_STATED EXERCISE_: Name every person mentioned in the post following up on the spam problem.

_SELECTED EXTRACT_:
____________________
Follow up on the spam problem

Got an email from Ryan McDougall about my previous d-d-l spam
problem
post. He points out what he wrote at a page on
live.gnome.org
, which definitely have good ideas and which would
definitely help. While we have tried similar stuff before (I’m really
glad Mark worked so hard at this last year and was disappointed that
others such as Alan flamed him for it); renewing the push to do this
would definitely be good. I think we should do it. But it really
isn’t everything I want either. There are many emails that would be
considered on-topic on d-d-l but which would just be considered spam
to many who would otherwise want to be subscribed to d-d-l. Some
examples:

  • freeze break requests are rarely relevant to more than a couple
    people outside a given module; those who want to follow those could
    subscribe to d-d-l or read the r-t archives instead of the “filtered
    d-d-l” list I had in mind
  • threads about work on a single module don’t appear to be
    considered offtopic in many cases (and it’s often hard to tell the
    fine-line between offtopic and ontopic for those). Since there are
    many who would not want to have to see any of them that aren’t
    directly related to the module they are working on, I don’t think
    these should appear (other than maybe in summary form) on the
    “filtered d-d-l” list I was thinking of. (threads that affect more
    than one module, assuming that there was no other relevant mailing
    list or place to discuss, should be allowed on the “filtered d-d-l”
____________________
_DATA EXTRACT_:
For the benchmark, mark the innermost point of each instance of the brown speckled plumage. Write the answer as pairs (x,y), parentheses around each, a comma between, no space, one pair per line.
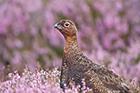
____________________
_SOLVED EXERCISE_: Ryan McDougall, Mark, Alan